Goal → Can you copy out the records verbatim, from their first line through the line that contains "[[[443,414],[444,111],[104,117],[130,415]]]", with both of those lines included?

Saved data:
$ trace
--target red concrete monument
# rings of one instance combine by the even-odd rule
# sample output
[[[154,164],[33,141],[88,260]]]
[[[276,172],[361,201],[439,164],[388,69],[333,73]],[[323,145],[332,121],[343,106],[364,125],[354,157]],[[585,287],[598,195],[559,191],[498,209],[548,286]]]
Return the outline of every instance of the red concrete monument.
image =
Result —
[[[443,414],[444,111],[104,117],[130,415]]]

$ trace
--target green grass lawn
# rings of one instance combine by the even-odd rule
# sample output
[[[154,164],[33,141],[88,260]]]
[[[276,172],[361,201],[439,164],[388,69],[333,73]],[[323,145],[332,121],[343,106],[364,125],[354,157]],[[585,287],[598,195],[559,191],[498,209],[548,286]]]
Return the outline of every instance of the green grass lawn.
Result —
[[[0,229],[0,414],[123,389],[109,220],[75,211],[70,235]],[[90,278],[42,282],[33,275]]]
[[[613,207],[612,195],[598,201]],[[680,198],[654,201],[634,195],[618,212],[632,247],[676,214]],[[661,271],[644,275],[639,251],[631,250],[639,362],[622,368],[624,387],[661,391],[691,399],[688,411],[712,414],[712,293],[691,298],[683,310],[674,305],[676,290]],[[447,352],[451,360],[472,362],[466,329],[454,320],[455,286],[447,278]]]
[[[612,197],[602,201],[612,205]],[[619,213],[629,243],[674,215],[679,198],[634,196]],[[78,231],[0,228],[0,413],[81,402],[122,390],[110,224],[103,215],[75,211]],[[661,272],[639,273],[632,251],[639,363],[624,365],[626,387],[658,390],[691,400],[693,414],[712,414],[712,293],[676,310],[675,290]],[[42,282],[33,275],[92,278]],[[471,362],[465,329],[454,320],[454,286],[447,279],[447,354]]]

The solution →
$ trace
--target red concrete monument
# rings of one instance combine by the even-odd rule
# sample output
[[[154,164],[33,141],[88,260]]]
[[[276,172],[361,201],[439,164],[388,69],[333,73]],[[323,145],[332,121],[343,106],[364,125],[354,157]],[[585,287],[598,195],[559,191],[498,209],[548,286]]]
Return the outline of every instance of the red concrete monument.
image =
Result —
[[[443,414],[444,111],[104,117],[130,415]]]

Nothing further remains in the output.